Directions >> An exact copy of the line containing "Please identify the podium top" and of every line after it, through the last line of the material, is what should be returned.

* * * *

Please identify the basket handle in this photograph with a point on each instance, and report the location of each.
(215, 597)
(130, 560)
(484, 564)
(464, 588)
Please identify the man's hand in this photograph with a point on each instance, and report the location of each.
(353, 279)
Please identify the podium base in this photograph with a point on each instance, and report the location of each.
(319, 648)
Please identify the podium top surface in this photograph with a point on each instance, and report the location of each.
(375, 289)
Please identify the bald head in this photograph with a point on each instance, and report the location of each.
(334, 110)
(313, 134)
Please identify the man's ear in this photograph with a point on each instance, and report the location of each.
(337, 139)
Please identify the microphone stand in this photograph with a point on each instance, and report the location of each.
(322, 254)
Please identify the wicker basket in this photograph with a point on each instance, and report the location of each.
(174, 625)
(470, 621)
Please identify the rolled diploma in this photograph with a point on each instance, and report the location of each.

* * * *

Solution for this exercise >>
Please identify the podium top surface in this photograph with a point on each instance, and report the location of each.
(375, 289)
Please identify the bald head in this photograph with a point on each instance, and report the location of each.
(334, 110)
(313, 134)
Please identify the man's ear in this photograph with a point on each instance, and report the location of each.
(337, 139)
Please identify the microphone stand in this photograph with a point on each instance, and report the location of each.
(322, 254)
Please identify the wicker basket in this photograph with a point on each instance, and report the location of each.
(174, 625)
(470, 621)
Please identify the rolled diploma in this photograph with a point on each instance, and report the location of each.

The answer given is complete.